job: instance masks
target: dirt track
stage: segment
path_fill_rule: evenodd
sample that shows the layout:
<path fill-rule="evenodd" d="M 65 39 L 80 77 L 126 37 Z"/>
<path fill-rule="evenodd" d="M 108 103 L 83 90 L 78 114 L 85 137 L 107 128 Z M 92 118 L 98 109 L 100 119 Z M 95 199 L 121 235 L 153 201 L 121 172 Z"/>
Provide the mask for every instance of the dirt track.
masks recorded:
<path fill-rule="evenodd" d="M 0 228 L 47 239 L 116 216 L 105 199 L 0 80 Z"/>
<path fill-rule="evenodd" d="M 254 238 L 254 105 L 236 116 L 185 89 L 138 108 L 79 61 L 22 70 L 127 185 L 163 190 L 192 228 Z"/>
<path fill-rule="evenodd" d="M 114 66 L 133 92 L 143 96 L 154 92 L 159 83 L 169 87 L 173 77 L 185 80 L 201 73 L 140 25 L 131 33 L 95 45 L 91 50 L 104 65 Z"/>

**TASK DESCRIPTION:**
Please switch "dirt track" to "gravel path" and write out all of the entries above again, leaving everything else unchanged.

**RESULT OF THE EXERCISE:**
job: instance masks
target: gravel path
stage: segment
path_fill_rule: evenodd
sample that shows the layout:
<path fill-rule="evenodd" d="M 65 39 L 80 77 L 126 37 Z"/>
<path fill-rule="evenodd" d="M 108 103 L 83 90 L 78 114 L 85 137 L 107 128 Z M 92 118 L 98 109 L 100 119 Z M 95 199 L 121 235 L 153 201 L 121 172 Z"/>
Provide the mask for every instance of the gravel path.
masks recorded:
<path fill-rule="evenodd" d="M 0 228 L 47 239 L 116 216 L 105 199 L 0 80 Z"/>
<path fill-rule="evenodd" d="M 254 238 L 254 105 L 236 116 L 185 89 L 138 108 L 79 61 L 22 70 L 127 185 L 163 190 L 192 228 Z"/>
<path fill-rule="evenodd" d="M 114 66 L 133 92 L 143 96 L 154 92 L 159 83 L 169 87 L 173 77 L 185 80 L 201 73 L 140 25 L 131 33 L 95 45 L 91 50 L 104 65 Z"/>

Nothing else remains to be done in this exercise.